%%

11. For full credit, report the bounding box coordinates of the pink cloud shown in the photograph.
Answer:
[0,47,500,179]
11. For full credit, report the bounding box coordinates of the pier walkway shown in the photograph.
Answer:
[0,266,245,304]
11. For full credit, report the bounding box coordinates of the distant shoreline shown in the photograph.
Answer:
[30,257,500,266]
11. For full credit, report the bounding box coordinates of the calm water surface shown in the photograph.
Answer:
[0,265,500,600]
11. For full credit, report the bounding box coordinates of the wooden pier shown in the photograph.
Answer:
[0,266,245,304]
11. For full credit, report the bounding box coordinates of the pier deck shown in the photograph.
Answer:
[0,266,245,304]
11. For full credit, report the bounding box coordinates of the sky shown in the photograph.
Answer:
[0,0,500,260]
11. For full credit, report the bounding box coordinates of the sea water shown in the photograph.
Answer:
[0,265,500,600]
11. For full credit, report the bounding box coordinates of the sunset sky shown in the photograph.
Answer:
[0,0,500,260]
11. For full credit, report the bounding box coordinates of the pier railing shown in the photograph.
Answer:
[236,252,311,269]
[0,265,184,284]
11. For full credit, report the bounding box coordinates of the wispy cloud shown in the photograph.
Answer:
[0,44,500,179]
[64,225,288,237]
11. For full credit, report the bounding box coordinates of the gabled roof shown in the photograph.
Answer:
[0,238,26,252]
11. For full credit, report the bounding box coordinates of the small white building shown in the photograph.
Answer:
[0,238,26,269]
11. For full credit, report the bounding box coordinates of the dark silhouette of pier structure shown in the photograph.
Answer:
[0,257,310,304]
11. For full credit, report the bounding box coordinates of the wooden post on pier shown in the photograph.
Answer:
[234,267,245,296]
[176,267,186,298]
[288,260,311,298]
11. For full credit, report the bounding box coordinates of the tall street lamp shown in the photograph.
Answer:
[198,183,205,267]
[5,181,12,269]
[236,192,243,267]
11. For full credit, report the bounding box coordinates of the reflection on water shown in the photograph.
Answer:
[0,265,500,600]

%%

* _Directions for this task_
Reproduce the records above line for line, with no changes.

* _Exercise result_
11. For full credit, report the bounding box coordinates of the pink cloud shown in the photograph.
Answer:
[0,47,500,179]
11. For full credit, report the bounding box coordinates of the pier walkway shown in the photograph.
Answer:
[0,266,245,304]
11. For full credit, report the bounding box coordinates of the distant shoreline shown in the photograph.
Answer:
[30,257,500,266]
11. For full credit, report the bounding box coordinates of the calm water surface shown in the photograph.
Answer:
[0,265,500,600]
11. For full credit, report the bounding box coordinates of the wooden pier shown in the photograph.
Answer:
[0,266,245,304]
11. For full credit, report the bounding box coordinates of the pier deck shown in the photograph.
Answer:
[0,266,245,304]
11. For full credit, report the bounding box coordinates of the sky shown in the photograph.
Answer:
[0,0,500,260]
11. For full credit, report the bounding box coordinates of the sea water shown in the photograph.
Answer:
[0,265,500,600]
11. For full credit, report the bounding box coordinates of the sunset sky shown in the photograph.
Answer:
[0,0,500,260]
11. For full credit, report the bounding box coordinates of the pier railing shown in the photograph.
Answer:
[236,252,311,269]
[0,265,184,284]
11. For full credit, report the bounding box coordinates of the wispy cloud shown in the photograph.
Answer:
[0,44,500,179]
[64,225,288,237]
11. For full credit, report the bounding box coordinates of the gabled roof shown in the photograph.
Answer:
[0,238,26,252]
11. For full credit, report the bounding box coordinates of the small white building shown in the photograph.
Answer:
[0,238,26,269]
11. For full credit, report the bounding box coordinates of the dark silhouette of pier structure shown in the photograph.
Answer:
[0,257,310,304]
11. For full credit, report the bounding box coordinates of the wooden post on pier shown in the photograph.
Answer:
[234,267,245,296]
[176,267,186,298]
[288,260,311,298]
11. For full credit, report the bounding box coordinates of the tall street lamp shown in the photograph.
Answer:
[198,183,205,267]
[5,181,12,269]
[236,192,243,267]
11. For full credit, report the bounding box coordinates of the reflection on water shown in the photograph.
Answer:
[0,265,500,600]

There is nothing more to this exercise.